■ **Problems and tasks**
1 > Answer these from the mailing-list thread on typecast intrinsics:
(a) In which revision was avxintrin.h fixed?
(b) In which revision was the patch committed, per the message sent on Sat, Aug 3, 2013 at 10:45 AM?
(c) What does the attached patch allow -1 to become in the IR?
2 > Reproduce the part of the listing that opens with its first line and closes with the line containing "Trace every instance of the red", including both of those lines.

Re: [PATCH] Inefficient code generation for 128-bit-≥256-bittypecast intrinsics (BZ #15712)

Craig Topper Sun, 04 Aug 2013 23:23:20 -0700

avxintrin.h is now fixed in r187716.


On Sat, Aug 3, 2013 at 10:45 AM, Craig Topper <[email protected]>wrote:

> Commited in r187694. And I'll fix the avxintrin header in just a moment.
>
>
> On Sat, Aug 3, 2013 at 1:08 AM, Craig Topper <[email protected]>wrote:
>
>> Option (2) directly matches the capabilities of the shufflevector
>> instruction in the LLVM IR. I have attached a patch that will allow -1 to
>> become undef in the IR.
>>
>> So
>>
>> __builtin_shufflevector( x, y, 0, 4, -1, 5 );
>>
>> becomes
>>
>> shufflevector <4 x float> %x, <4 x float> %y, <4 x i32> <i32 0, i32 4,
>> i32 undef, i32 5>
>>
>>
>> On Fri, Aug 2, 2013 at 6:15 PM, Katya Romanova <
>> [email protected]> wrote:
>>
>>>
>>>
>>> Craig Topper <craig.topper@...> writes:
>>>
>>> >
>>> >
>>> > Ok so -1 isn't valid for indices, and i have even more questions about
>>> __builtin_shufflevector the more i look at it. See my message in cfe-dev.
>>> >
>>> >
>>> > On Thu, Jul 18, 2013 at 6:12 PM, Chandler Carruth
>>> <[email protected]> wrote:
>>> >
>>> > On Thu, Jul 18, 2013 at 6:11 PM, Craig Topper
>>> <[email protected]> wrote:
>>> >
>>> >
>>> >
>>> >
>>> >
>>> >
>>> > Would __builtin_shufflevector(__a, __a, 0, 1, -1, -1)  work?
>>> >
>>> >
>>> >
>>> >
>>> >
>>> > Personally, I would prefer a defined way to produce an undef input in
>>> general... but if folks are worried about exposing such an interface,
>>> then
>>> sure, we could just allow the shuffle builtin itself to designate an
>>> "undef"

■ **Provided data**
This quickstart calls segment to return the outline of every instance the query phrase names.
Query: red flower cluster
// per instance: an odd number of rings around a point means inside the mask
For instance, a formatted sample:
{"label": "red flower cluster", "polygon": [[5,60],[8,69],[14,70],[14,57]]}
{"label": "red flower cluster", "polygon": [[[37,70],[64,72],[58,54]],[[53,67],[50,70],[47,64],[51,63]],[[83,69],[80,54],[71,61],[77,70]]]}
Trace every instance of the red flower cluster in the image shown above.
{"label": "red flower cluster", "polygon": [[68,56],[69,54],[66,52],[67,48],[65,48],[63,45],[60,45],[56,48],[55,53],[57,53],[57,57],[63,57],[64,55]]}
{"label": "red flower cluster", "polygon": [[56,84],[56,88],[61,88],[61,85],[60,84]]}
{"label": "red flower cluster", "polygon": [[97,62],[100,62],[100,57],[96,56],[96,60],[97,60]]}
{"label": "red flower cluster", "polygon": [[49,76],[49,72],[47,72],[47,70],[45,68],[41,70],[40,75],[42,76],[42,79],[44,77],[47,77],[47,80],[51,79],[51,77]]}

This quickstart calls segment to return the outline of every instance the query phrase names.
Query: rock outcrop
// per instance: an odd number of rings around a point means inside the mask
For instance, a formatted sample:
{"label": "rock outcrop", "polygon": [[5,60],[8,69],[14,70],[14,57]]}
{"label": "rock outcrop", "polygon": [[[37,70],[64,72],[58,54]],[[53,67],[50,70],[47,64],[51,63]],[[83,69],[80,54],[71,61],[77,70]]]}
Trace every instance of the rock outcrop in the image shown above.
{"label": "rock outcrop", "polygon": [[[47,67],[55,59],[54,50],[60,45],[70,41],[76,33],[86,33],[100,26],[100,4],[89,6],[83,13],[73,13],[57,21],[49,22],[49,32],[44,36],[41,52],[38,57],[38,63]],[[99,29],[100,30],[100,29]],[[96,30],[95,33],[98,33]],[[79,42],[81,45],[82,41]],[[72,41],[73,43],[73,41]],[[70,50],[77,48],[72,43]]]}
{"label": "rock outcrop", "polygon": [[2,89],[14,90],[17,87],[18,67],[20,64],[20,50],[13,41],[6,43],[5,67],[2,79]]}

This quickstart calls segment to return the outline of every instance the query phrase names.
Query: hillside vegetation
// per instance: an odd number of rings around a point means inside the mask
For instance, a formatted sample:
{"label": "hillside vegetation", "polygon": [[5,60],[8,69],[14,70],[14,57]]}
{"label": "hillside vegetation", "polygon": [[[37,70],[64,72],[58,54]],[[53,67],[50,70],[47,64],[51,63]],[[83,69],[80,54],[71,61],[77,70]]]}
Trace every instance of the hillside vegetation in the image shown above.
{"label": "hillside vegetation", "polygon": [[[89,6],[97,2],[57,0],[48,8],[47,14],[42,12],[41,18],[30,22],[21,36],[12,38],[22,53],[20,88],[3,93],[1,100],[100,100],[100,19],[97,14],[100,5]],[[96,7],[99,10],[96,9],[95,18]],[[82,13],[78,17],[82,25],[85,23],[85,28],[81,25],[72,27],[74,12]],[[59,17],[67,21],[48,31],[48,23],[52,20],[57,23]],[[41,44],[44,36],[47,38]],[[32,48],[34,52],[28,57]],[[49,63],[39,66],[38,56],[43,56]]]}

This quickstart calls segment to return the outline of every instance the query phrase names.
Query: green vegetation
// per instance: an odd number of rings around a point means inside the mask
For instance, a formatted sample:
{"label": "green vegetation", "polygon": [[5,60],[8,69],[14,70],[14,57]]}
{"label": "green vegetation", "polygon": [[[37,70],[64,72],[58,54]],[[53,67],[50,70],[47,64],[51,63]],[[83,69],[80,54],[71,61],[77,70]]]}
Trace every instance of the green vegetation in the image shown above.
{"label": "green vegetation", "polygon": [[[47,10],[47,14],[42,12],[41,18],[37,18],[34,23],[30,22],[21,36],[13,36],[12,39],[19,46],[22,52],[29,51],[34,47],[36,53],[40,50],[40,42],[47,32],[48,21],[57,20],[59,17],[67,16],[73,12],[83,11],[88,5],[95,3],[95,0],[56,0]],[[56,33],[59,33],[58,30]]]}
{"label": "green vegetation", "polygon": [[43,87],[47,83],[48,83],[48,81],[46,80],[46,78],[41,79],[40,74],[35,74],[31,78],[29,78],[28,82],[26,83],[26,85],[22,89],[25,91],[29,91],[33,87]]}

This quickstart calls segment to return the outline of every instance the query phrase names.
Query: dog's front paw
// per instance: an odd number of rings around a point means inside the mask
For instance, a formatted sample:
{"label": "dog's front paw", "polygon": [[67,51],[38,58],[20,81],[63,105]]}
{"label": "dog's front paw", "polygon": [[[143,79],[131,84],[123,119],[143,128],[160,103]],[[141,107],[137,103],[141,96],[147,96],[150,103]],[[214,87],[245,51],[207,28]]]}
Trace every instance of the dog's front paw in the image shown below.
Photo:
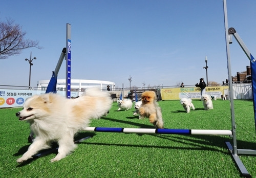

■ **Solution list**
1 >
(a) r187716
(b) r187694
(c) undef

2 >
This quickstart calls segment to return the outline of every instance the query phrase names.
Query: red flower cluster
// per instance: an odd number of rings around a point means inside the mask
For instance, a formatted sample:
{"label": "red flower cluster", "polygon": [[5,60],[8,69],[14,70],[14,57]]}
{"label": "red flower cluster", "polygon": [[[37,70],[64,72],[58,54]],[[53,67],[50,70],[47,64],[51,63]],[[83,69],[80,54],[71,61],[77,70]]]}
Trace every instance of the red flower cluster in the image shown above.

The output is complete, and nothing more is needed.